Collected data entries
[Start of Attachment]
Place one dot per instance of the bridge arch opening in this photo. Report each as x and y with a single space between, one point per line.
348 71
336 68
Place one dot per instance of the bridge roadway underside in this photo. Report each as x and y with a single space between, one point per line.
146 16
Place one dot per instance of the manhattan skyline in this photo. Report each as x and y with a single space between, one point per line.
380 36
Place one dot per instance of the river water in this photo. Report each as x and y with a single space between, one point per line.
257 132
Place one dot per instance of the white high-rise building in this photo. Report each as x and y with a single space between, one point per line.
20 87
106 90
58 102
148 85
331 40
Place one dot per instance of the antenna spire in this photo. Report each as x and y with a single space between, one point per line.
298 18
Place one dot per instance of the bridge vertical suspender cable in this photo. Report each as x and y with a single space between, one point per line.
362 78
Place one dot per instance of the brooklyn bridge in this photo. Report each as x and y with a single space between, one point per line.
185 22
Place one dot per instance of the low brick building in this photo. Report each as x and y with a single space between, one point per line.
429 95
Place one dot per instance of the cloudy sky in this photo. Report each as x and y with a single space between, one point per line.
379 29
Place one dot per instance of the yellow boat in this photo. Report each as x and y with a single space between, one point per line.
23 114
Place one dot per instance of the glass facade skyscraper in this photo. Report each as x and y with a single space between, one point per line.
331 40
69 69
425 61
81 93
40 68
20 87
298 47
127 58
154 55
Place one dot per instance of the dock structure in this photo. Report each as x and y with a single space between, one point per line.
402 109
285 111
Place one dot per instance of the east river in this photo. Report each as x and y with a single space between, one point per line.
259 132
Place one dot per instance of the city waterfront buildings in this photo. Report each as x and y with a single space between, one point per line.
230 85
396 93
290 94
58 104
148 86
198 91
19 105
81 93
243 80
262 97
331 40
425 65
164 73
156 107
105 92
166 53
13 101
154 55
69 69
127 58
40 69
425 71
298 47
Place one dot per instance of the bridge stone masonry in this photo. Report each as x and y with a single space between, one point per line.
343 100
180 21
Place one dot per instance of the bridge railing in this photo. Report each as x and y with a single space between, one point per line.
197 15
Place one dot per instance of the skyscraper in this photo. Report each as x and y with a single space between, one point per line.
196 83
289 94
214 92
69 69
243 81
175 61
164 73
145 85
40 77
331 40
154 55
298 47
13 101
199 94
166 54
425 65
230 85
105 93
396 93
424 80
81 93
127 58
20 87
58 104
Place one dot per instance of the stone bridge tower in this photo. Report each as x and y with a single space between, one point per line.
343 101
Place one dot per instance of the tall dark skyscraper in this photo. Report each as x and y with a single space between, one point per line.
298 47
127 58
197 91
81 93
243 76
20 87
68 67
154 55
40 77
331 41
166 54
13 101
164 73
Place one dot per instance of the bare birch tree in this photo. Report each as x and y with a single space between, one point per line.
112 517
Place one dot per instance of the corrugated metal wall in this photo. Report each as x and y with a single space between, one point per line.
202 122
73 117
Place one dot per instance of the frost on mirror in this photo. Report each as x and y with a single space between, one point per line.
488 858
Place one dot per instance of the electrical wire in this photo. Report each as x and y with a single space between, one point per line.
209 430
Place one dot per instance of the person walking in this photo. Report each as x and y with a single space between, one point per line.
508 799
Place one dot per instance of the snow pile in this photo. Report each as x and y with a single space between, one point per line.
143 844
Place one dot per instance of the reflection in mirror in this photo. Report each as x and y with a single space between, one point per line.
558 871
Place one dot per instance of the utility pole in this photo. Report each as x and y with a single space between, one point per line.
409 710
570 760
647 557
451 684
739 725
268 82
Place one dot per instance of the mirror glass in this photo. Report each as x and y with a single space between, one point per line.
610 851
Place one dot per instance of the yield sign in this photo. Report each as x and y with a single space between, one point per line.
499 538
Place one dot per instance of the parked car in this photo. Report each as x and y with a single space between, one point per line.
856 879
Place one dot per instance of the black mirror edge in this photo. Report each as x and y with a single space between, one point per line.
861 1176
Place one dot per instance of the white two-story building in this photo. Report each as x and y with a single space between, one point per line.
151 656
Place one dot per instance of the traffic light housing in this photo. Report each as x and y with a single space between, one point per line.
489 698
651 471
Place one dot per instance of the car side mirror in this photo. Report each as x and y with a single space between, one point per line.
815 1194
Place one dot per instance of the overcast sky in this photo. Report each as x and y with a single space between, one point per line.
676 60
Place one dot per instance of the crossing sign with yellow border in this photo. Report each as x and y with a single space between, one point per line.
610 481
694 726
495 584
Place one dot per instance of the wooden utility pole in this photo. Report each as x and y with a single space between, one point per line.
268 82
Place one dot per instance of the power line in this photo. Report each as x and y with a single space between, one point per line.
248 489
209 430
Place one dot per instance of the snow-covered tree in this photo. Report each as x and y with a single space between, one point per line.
[End of Attachment]
» **Required work**:
Retype each of the preceding records exactly as printed.

» **Answer to the exercise**:
Place one dot per instance of the bridge arch opening in this photo. Report each as x and y with a single space between, one point per line.
348 71
336 68
Place one dot per instance of the bridge roadway underside in this photo. Report each as x and y with a single space between, one point per line.
146 16
Place one dot per instance of the manhattan skyline in this photo. Report each as x and y with a single space between, one point per line.
380 36
Place one dot per instance of the river water in this photo. Report each as x and y with a single space between, one point per line.
257 132
Place one dot per instance of the white high-rise building in this photo. Report each as x and y with a single space between, one point per line.
20 87
106 90
58 102
148 85
331 40
Place one dot per instance of the antenna spire in this photo. Report each as x and y with a single space between, one point per line.
298 18
Place one dot per instance of the bridge vertical suspender cable in this photo. Report each as x and y with a single space between, one point per line.
362 78
Place one dot per instance of the brooklyn bridge in this photo. Report each as x and y with a single space between, one point per line.
185 22
Place one dot per instance of the low brick building in this photo. Report each as x and y with a single space between, one point per line.
429 95
Place one dot per instance of the cloudy sky in this photo. Report each as x and y with a single space between, one point per line.
379 29
Place one dot per instance of the yellow boat in this photo. Report each as x and y with a single space between, one point per line.
23 114
Place one dot per instance of the glass facade skyscraper in this photo. Report each as x and y with a single space between, one point per line.
331 40
69 69
425 61
81 93
40 68
20 87
298 47
127 58
154 55
Place one dot per instance of the dock structure in this photo. Report each as x and y with a single space between, one point per line.
402 109
285 111
Place one dot per instance of the east river in this photo. Report each as x and y with a single space between, one point per line.
259 132
Place one dot per instance of the city waterfront buildings in this photo. Report each as x and y with a single space between, one point per line.
230 85
396 93
290 94
58 104
148 86
198 91
19 105
81 93
243 80
262 97
331 40
425 65
164 73
156 107
105 92
166 53
13 101
154 55
69 69
127 58
40 69
425 71
298 47
Place one dot per instance of the bridge stone masonry in this photo. Report each as x and y with a single space between, one point per line.
343 100
180 21
Place one dot per instance of the bridge railing in this photo. Report each as x and y with a single space between, one point per line.
197 15
Place one dot per instance of the skyscraper in this photo. Report each as x and y with a single space between, one point per line.
196 83
289 94
214 92
69 69
243 81
175 61
164 73
145 85
40 77
331 40
154 55
298 47
13 101
199 94
166 54
425 65
230 85
105 93
396 93
424 80
81 93
127 58
20 87
58 104
Place one dot per instance of the stone bridge tower in this photo. Report each as x and y with a single space between, one point per line.
343 101
Place one dot per instance of the tall dark skyscraper in this photo. Report each as x and y with a single space between, one point per line.
298 47
127 58
197 91
81 93
243 76
20 87
68 67
154 55
40 77
331 41
166 54
13 101
164 73
Place one dot per instance of the bare birch tree in this photo. Report each as x and y with a single space between, one point per line.
112 517
Place one dot per instance of the corrugated metal wall in this photo. Report each as x and y with a single space between, one point per line.
202 122
73 117
Place one dot per instance of the frost on mirror in this photo. Report each as x and y with a single space between, one point per line.
488 858
Place one dot per instance of the electrical wire in this photo. Report each as x and y with a single space between, one point per line.
209 430
Place one dot per instance of the person walking in this photo. Report each as x and y with a single space between, one point per line.
508 799
Place one dot per instance of the snow pile in this photo. Report each as x and y with a single space between, one point per line.
143 844
Place one dot per instance of the reflection in mirror in this photo. Report each as x and y with a single space between, one point per line.
558 871
Place one dot per instance of the utility pole in this photo. Report each as x and y with a single space between, one point per line.
409 710
570 760
647 557
451 684
739 725
268 82
Place one dot per instance of the mirror glass in this photo. Report each as x and y with a single space between, one point per line.
610 851
Place one dot per instance of the yield sign in this photo. Report each as x and y with a single space between, one point per line.
499 538
Place one dot per instance of the parked car in this photo. Report each as x and y with a single space between, one point per line.
856 879
Place one dot per instance of the black mirror edge in this photo. Report each as x and y with a single space between, one point per line.
861 1176
Place one dot per instance of the white two-story building in this photo. Report each as x and y with a single space between, one point per line.
151 656
Place one dot per instance of the traffic light housing in this photo. Report each as x and y with a single space between, one point per line.
489 698
651 471
Place one dot per instance of the car side mirror in this photo. Report each as x and y with a single space between, one point per line.
815 1194
Place one dot per instance of the overcast sky in this photo. Report each as x and y with a single space between, one point per line.
676 60
Place one dot per instance of the crossing sign with yellow border in this photo. Report each as x and y with a single space between, one point per line.
610 481
694 726
495 584
Place one dot per instance of the wooden utility pole in this photo. Report each as x and y with a single space between, one point per line.
268 82
Place one dot per instance of the power line in this photo. Report each as x and y with a single space between, one point per line.
248 489
209 430
Place one dot per instance of the snow-covered tree in this photo. Report each as x and y with a single space between, one point per line.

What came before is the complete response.